* **RECORDS FOR PROCESSING**
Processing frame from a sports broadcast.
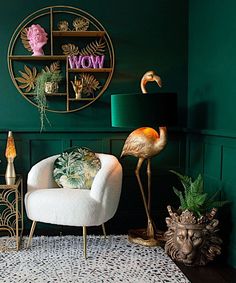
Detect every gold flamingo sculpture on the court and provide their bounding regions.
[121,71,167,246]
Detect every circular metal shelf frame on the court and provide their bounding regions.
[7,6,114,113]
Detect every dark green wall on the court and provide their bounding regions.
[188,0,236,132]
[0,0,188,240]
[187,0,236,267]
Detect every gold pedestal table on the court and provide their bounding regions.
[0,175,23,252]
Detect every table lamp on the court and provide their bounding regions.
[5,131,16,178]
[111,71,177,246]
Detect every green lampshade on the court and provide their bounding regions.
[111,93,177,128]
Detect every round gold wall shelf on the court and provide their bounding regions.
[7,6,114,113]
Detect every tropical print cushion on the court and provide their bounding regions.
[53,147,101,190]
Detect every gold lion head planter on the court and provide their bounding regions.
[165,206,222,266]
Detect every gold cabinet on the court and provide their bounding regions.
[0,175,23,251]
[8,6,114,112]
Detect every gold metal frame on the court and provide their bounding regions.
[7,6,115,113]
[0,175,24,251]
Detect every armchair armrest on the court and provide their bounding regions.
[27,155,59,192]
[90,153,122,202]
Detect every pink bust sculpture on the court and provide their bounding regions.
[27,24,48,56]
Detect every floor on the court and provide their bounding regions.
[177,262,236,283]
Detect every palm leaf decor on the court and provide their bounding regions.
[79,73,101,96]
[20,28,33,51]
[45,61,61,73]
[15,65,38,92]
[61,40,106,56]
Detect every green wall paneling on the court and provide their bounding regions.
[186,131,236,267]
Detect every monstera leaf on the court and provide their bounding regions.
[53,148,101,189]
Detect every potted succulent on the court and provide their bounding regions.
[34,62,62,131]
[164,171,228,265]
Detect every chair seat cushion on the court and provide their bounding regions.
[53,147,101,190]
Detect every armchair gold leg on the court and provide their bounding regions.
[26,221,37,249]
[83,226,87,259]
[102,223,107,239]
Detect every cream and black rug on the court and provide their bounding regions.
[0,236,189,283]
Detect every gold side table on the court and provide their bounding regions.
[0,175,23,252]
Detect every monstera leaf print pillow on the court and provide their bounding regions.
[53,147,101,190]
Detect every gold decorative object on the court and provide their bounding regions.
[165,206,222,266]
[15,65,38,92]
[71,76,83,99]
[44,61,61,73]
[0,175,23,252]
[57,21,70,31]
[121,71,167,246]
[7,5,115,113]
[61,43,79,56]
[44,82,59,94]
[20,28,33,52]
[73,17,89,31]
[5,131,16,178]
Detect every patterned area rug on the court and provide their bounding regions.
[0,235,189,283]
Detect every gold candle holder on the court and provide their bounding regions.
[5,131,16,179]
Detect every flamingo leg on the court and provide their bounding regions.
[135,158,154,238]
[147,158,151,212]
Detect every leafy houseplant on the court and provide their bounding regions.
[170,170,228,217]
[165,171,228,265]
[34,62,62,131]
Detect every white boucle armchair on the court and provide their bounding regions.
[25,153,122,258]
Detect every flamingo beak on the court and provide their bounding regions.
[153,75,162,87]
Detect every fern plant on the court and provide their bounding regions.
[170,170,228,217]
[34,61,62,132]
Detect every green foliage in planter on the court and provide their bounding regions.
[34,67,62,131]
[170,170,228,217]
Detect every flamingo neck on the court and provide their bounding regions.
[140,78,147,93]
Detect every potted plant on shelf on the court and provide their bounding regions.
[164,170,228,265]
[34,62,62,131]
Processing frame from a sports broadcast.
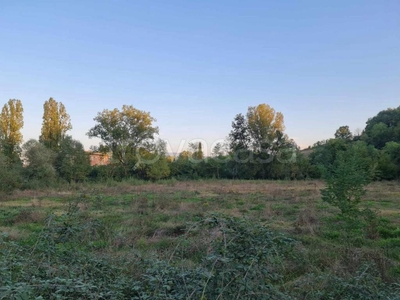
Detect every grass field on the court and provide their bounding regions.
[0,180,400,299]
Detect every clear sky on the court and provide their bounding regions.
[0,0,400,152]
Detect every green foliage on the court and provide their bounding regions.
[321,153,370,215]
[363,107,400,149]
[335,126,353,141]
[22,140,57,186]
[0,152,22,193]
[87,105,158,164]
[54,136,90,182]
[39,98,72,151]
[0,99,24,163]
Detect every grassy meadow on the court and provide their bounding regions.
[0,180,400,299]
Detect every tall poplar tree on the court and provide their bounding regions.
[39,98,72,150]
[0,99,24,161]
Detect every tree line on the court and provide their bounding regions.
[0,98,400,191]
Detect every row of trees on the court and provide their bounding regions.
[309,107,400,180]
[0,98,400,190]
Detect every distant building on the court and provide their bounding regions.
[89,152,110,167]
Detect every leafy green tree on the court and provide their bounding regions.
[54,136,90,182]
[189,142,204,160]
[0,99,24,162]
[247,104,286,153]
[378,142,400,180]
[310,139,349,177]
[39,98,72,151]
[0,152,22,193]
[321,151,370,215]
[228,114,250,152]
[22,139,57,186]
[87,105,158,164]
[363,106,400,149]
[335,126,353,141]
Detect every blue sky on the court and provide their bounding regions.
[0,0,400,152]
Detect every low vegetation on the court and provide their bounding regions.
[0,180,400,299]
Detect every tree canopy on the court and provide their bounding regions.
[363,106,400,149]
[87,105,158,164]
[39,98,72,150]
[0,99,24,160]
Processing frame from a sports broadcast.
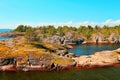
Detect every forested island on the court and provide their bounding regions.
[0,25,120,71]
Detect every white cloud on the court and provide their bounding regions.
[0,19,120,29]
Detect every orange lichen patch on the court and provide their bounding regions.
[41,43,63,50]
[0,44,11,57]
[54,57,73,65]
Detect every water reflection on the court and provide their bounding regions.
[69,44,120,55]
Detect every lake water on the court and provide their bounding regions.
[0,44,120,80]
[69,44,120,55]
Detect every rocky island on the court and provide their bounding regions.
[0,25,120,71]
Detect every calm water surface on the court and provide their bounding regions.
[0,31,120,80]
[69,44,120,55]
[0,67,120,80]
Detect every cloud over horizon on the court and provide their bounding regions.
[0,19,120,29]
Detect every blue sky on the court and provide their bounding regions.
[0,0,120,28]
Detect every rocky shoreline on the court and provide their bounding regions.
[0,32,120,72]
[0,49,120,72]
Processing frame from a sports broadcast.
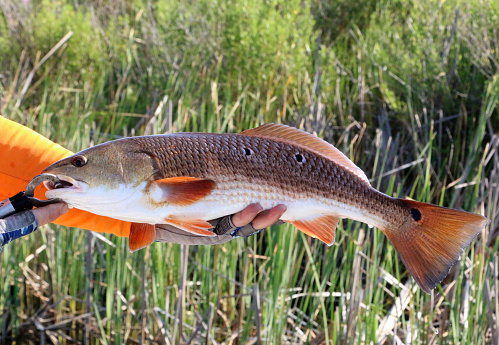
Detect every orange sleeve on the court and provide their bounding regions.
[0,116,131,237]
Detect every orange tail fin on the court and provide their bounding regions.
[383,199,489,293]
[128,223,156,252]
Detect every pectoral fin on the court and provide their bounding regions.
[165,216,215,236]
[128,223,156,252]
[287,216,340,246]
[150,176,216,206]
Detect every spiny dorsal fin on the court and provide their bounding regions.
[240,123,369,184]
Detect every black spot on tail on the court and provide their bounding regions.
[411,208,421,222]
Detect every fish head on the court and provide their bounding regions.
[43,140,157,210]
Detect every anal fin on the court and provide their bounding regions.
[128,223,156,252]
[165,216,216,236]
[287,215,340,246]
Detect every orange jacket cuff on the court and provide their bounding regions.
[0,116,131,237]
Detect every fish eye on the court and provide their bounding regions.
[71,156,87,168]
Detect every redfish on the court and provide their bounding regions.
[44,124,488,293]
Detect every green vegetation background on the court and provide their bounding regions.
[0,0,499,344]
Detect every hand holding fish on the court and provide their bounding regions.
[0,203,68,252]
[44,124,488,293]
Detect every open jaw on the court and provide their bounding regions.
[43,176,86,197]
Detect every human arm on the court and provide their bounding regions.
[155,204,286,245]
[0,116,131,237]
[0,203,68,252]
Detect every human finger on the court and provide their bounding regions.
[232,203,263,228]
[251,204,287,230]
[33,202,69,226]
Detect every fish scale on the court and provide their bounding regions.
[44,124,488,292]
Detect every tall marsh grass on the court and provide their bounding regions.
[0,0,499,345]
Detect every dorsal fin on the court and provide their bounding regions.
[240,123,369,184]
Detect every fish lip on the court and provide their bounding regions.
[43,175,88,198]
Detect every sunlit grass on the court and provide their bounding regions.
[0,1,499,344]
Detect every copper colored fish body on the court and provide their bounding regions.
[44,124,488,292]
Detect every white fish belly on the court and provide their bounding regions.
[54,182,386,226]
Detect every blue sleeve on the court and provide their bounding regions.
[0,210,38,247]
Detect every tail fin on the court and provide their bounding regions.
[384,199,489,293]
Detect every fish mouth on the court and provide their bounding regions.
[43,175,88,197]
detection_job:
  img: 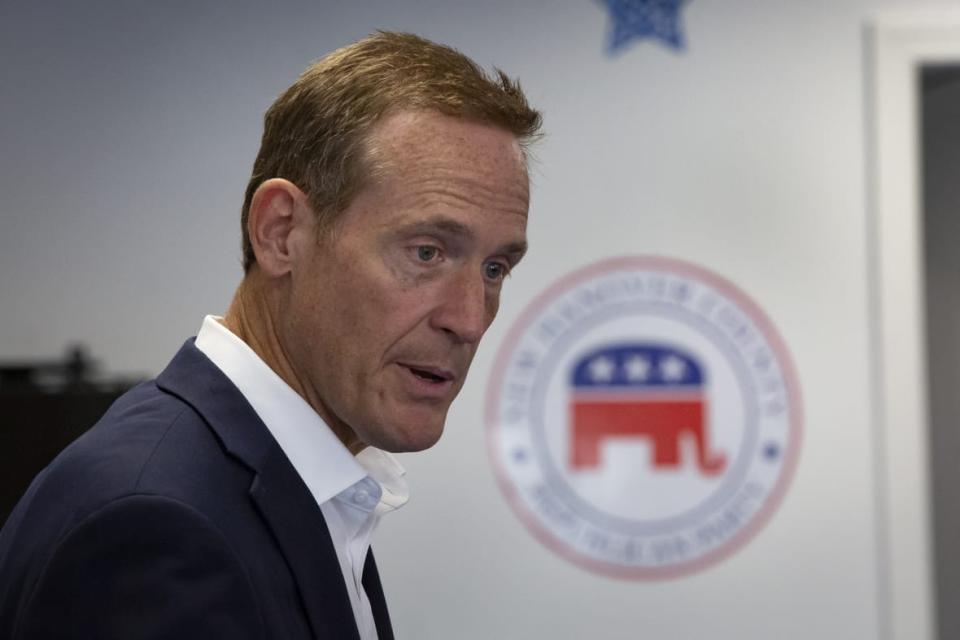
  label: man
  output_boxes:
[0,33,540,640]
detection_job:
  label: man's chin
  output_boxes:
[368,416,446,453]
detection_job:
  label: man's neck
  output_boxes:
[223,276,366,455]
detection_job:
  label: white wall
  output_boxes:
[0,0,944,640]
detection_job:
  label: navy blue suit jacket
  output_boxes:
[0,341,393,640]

* **THE PROBLEM**
Convert the lines above into a numbered list, from the first line through the line containing "[111,93,177,128]", including both ends. Omit blank lines and the pictures.

* **RESULT FOR THIS TASK**
1. Processing frame from a sports broadcast.
2. Detect every gold flamingo sculpture on the court and provide their bounding regions.
3. [121,71,167,246]
4. Detect every circular metal shelf frame on the court and provide their bounding regions.
5. [7,6,114,113]
6. Detect every dark green wall on the court and provide their bounding regions.
7. [188,0,236,132]
8. [0,0,188,240]
9. [187,0,236,267]
10. Detect every gold pedestal table on the court and provide their bounding regions.
11. [0,175,23,252]
12. Detect every table lamp on the court and provide their bounding regions.
13. [5,131,16,178]
14. [111,71,177,246]
15. Detect every green lampshade on the court and provide their bounding regions.
16. [111,93,177,128]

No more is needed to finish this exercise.